If someone cites some of your programming work 50 years after you finished working on it then you must have done something right.
From what I have heard from my father and others, editing punch cards was hell itself. The fact that TECO managed to bridge the punch card and hard disk storage eras could be viewed as some sort of miracle.
On another note, it it seems that Dan Murphy, who created TECO at DEC in 1962 - 1963, is still going strong. In 2009 The IEEE Annals of Computing History published this article authored by him (warning: pdf): http://tenex.opost.com/anhc-31-4-anec.pdf and earlier this year he updated his personal website: http://www.opost.com/dlm/
There's even a 64-bit, working distribution (with binary if you trust it) for OS X: http://almy.us/teco.html
I am running it, with the list of commands open, and I have no idea how to use it but I see that it comes with a complete manual, and introduction, and a list of commands.
And I had one of those "what in the world am I doing?" moments. Seriously. I have code that actually excites me that I'm writing and is coming along well, and I'm learning TECO?
I'm coming back to it later, though, because it's a fun salute to a great guy, and because using a punch-card-oriented editor for any task today would amuse me immensely.

Rows from a point labeling set
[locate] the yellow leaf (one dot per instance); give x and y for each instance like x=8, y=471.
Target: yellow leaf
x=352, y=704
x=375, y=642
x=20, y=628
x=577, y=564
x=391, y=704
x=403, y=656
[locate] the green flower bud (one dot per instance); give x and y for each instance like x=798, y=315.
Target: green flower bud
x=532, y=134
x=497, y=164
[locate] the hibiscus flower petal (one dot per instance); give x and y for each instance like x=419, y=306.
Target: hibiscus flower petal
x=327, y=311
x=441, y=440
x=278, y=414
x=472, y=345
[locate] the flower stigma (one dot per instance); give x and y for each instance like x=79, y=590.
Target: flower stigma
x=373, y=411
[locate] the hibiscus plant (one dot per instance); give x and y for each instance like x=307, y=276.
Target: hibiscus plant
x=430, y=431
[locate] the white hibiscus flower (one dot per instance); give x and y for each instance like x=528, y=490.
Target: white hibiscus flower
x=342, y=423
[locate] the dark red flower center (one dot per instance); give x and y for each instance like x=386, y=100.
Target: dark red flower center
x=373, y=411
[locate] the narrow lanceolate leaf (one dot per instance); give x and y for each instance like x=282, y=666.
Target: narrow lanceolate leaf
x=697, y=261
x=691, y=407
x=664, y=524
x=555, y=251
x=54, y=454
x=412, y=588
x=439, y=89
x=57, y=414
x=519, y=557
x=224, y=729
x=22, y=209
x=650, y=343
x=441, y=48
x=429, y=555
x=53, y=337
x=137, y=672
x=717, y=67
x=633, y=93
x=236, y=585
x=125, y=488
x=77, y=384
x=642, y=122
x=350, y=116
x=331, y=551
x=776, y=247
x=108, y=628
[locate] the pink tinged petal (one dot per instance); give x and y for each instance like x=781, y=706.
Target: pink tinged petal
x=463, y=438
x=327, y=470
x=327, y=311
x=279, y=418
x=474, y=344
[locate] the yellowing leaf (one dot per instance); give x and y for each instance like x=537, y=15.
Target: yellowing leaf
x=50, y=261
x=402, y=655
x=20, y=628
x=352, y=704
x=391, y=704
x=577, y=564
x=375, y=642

What the task requires: Write a continuation of the comment on the TECO text editor, picking up right after its last sentence.

Response:
At work the other day someone showed me a pad of punch card keying order forms where you would fill them out and send them out to get punched. They even say "University of California Form xxxxxx" printed on the bottom of every page on the pad. He says when he stared in the 70s they had just stopped using punch cards.
When I went to high school the cards were sorted manually. On our first day of school we were given a stack of IBM cards, punched with our student information. We would give one to each teacher when we reported to our first class. At the end of the day, the teacher would have a stack of cards for each of her classes. All these cards were sent somewhere (my school didn't have a computer), sorted.
Compared to the alternatives at the time, TECO was great for programming on the PDP-10 using a Datapoint video display terminal (text mode only). Michael Yoder, Putnam Fellow 1971 and 1972, wrote a Turing machine in TECO back then.
I am probably the only person here who learned to program in TeCO. It is indeed a Turing complete language. I'd done a few classes with Algol-60, Lisp, and PL/1, but there was an available PDP-11/05 at TMRC, and later an 11/03 at MITERS, and I started playing. A year later I'd written a significant body of code (none of which I remember at all), and flunked out of school.
Tech Model Railroad Club. Google it.
MIT Electronic Research Society. Sort of a prehistoric maker space.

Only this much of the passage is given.